ARBEITSANWEISUNGEN |
a. Gib den Text über die europäische Forschungszusammenarbeit in zwei Sätzen zusammengefasst wieder.
b. Führe den Text über die Rede der Ministerin zur europäischen Forschung nach seinem letzten Satz weiter.

ÜBUNGSTEXT |

# # # # #

Zudem sei der europäische Forschungsraum weiter entwickelt worden, der exzellentes Forschungspotential biete, sagte die Ministerin. Aber die Zusammenarbeit weise mit seinem Innovationspotential über Europa hinaus. Dabei unterstrich sie die Relevanz der Verteidigung der gemeinsamen europäischen Werte. Die Forschungsfreiheit stünde mittlerweile immer wieder innerhalb und außerhalb Europas unter Druck. Dabei betonte sie - wie später auch die Vertreter der SPD und FDP - den Wert der Bonner Erklärung zur Forschungsfreiheit vom 20. Oktober 2020, mit dem ein deutliches Signal gesetzt worden sei. Sie machte auch mit Blick auf die Pandemie deutlich, dass man nur mit der transnationaler Gesundheitsforschung Fortschritte erzielen könnte, und stellte die schnelle Entwicklung des Impfstoffes gegen COVID 19 von dem in Deutschland ansässigen Unternehmen BioNTech auch als europäischen Erfolg dar. Karliczek sagte: „Das kann kein Land allein.“ Dem widersprach im weiteren Verlauf der Sitzung vor allem der Vertreter der AfD. Er betonte, dass dies doch vor allem in erster Linie ein deutscher Erfolg sei, da BioNTech national gefördert worden sei.

# # # # #

VORGEGEBENE ZEILEN |

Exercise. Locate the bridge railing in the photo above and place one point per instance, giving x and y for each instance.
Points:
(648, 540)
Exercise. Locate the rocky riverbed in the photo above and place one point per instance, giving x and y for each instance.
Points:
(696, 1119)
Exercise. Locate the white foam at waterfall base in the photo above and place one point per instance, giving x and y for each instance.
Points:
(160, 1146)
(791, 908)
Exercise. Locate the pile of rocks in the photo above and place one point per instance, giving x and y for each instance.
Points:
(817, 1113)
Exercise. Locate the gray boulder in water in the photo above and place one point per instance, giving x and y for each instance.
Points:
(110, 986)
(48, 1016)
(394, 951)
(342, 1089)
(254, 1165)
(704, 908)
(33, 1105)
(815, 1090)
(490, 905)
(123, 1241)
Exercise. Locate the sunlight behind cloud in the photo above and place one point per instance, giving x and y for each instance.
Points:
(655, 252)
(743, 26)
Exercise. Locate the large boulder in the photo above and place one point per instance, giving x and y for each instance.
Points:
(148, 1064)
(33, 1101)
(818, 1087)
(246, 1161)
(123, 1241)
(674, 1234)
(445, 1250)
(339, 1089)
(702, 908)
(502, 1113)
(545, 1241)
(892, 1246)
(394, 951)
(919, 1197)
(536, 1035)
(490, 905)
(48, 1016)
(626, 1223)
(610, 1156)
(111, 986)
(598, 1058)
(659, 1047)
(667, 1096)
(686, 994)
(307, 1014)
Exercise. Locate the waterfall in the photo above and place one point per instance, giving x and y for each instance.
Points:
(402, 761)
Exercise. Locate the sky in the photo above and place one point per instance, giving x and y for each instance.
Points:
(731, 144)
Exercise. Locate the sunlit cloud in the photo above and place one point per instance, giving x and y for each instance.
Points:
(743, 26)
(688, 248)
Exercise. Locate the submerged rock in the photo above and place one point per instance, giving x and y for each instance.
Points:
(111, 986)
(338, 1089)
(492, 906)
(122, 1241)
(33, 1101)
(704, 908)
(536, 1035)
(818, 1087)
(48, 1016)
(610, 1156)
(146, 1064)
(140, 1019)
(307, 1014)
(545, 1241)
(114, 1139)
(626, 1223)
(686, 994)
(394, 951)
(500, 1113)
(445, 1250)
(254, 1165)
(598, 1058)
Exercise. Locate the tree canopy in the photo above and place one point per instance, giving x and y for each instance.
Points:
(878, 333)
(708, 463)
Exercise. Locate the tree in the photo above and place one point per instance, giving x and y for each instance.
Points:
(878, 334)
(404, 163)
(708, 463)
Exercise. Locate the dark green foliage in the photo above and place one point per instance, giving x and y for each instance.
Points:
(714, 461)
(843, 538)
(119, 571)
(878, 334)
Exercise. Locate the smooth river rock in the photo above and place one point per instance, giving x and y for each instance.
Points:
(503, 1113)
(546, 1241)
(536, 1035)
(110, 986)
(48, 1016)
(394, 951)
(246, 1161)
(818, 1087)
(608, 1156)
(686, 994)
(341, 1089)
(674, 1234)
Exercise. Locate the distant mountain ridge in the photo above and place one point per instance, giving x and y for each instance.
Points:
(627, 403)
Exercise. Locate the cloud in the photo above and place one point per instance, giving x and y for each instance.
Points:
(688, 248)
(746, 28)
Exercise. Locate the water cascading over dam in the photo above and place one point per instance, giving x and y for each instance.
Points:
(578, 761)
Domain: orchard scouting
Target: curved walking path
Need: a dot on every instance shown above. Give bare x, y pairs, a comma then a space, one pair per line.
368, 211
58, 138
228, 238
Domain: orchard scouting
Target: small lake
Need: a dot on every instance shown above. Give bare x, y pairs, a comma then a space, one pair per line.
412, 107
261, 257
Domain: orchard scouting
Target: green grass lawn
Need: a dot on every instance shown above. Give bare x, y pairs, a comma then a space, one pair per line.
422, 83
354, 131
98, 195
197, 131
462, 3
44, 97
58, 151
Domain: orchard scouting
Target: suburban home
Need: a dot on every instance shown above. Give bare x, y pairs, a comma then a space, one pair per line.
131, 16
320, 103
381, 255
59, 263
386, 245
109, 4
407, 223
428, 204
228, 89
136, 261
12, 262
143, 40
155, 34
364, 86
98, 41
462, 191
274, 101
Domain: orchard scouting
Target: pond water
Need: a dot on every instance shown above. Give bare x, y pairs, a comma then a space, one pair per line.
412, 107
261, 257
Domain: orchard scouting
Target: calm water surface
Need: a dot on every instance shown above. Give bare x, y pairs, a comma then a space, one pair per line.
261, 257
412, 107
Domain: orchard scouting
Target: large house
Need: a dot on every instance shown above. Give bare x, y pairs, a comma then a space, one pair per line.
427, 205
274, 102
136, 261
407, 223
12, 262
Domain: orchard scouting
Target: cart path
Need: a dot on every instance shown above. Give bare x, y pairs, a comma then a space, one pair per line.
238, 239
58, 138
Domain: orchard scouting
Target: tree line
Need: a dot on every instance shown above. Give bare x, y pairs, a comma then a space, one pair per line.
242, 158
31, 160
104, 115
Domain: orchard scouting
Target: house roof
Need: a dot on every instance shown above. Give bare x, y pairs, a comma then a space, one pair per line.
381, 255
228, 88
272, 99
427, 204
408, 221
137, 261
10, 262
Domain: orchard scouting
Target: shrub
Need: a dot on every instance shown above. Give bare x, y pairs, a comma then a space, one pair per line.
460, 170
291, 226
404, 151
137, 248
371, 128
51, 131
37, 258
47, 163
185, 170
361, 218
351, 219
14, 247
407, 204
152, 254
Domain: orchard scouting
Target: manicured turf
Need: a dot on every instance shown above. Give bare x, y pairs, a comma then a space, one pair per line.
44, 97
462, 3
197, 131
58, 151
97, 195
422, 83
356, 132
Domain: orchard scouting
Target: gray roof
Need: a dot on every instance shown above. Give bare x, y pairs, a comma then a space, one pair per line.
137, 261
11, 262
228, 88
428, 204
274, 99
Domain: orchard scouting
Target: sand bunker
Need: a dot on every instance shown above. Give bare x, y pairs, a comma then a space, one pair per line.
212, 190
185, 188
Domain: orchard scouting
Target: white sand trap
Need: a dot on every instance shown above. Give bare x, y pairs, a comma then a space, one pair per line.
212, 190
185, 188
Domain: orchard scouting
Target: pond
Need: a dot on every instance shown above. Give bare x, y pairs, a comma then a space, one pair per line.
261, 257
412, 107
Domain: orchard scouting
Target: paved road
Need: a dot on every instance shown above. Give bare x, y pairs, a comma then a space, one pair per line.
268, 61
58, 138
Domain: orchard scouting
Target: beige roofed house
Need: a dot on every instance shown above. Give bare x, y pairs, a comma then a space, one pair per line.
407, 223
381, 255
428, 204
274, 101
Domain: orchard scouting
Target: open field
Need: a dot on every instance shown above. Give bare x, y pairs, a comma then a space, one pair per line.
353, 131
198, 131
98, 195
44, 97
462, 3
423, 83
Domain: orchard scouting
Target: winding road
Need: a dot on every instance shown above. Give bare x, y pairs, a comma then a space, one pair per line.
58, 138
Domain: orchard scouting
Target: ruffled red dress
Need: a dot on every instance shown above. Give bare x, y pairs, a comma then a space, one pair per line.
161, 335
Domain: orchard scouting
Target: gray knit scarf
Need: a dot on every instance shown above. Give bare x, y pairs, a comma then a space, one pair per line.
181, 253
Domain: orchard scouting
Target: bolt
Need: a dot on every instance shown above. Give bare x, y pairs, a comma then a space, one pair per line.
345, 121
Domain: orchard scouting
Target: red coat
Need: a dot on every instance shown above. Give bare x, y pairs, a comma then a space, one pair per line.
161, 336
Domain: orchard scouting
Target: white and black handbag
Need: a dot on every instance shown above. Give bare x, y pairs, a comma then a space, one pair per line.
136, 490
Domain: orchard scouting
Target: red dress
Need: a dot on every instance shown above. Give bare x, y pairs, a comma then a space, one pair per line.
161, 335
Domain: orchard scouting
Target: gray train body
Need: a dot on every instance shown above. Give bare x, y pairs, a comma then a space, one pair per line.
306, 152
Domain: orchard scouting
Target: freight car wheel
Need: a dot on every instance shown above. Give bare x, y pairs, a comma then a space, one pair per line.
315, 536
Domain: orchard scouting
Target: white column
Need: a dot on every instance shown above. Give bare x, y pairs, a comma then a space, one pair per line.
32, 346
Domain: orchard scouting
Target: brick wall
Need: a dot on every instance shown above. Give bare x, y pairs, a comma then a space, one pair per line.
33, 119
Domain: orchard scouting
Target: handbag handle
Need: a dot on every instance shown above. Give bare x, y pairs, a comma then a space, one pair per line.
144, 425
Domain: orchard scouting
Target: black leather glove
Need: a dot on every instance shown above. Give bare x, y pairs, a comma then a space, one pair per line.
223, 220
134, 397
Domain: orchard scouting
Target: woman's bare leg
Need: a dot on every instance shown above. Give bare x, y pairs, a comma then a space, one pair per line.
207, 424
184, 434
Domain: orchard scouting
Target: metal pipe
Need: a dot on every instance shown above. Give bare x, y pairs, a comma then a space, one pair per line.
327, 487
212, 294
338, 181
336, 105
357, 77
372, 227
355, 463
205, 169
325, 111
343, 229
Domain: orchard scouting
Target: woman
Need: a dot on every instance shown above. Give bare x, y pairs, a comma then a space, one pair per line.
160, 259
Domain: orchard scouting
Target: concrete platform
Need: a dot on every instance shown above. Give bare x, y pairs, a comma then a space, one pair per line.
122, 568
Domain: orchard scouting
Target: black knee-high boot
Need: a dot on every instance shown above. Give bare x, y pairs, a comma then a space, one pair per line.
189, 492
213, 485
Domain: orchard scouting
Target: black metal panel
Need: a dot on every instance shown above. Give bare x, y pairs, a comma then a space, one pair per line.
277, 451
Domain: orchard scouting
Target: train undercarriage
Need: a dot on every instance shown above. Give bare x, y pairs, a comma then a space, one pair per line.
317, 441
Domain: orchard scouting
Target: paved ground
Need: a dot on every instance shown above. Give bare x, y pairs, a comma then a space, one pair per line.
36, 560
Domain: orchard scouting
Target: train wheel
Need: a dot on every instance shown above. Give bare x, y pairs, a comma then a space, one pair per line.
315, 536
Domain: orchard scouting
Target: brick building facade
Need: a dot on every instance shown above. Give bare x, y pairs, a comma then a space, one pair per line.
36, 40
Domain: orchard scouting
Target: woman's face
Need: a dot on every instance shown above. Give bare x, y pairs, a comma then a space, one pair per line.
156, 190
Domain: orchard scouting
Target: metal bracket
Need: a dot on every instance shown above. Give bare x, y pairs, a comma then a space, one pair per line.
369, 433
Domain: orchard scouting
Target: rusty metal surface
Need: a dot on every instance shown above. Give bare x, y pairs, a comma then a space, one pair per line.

# # # # #

LÖSUNGEN ZUR ÜBUNG |
a. Ministerin Karliczek betonte den weiterentwickelten europäischen Forschungsraum, die unter Druck stehende Forschungsfreiheit und den Wert der Bonner Erklärung vom 20. Oktober 2020. Sie stellte außerdem die schnelle Entwicklung des COVID-19-Impfstoffs durch BioNTech als europäischen Erfolg dar, dem der Vertreter der AfD widersprach, weil es in erster Linie ein deutscher Erfolg sei.

b.
Der Vertreter der CDU betonte, dass sich seine Fraktion sehr darüber gefreut habe, dass die Bundesregierung das Thema Bildung, Forschung und Innovation ganz oben auf die Agenda der EU-Ratspräsidentschaft gestellt habe. Zudem lobte er die Akzentsetzung in der stärkeren Zusammenarbeit im europäischen Bildungsraum. Der Vertreter der SPD unterstrich, dass er den Eindruck habe, dass die Entwicklungen in der Europäischen Union jedoch nicht nur einheitlich seien. Positiv wertete er unter anderem die Einigung über den mittelfristigen Finanzrahmen und die Osnabrücker Erklärung zur Weiterbildung, machte aber auch deutlich, dass der Impuls zur europäischen Hochschule noch nicht ausreichend aufgegriffen worden sei, die der französische Präsident Emmanuel Macron vorgeschlagen hatte.
In Anknüpfung an das Thema der Gefährdung der Wissenschaftsfreiheit ging ein Vertreter der FDP-Fraktion auf die Einschnitte innerhalb der Europäischen Union, nämlich in Ungarn, ein. Dort sei seit 2008 die Zulassung zum Studiengang Gender-Studies gestrichen worden und hinzu käme nun, dass Homosexuellen untersagt werde, Kinder zu adoptieren.
Eine Vertreterin der Linken fragte, ob die bereitgestellten Gelder für Forschung und Innovation in der EU reichen würden, da eigentlich drei Prozent der Bruttoinlandsproduktes für Forschung und Innovation in Europa angestrebt worden seien. Momentan liege der Wert lediglich im Durchschnitt bei etwas über zwei Prozent.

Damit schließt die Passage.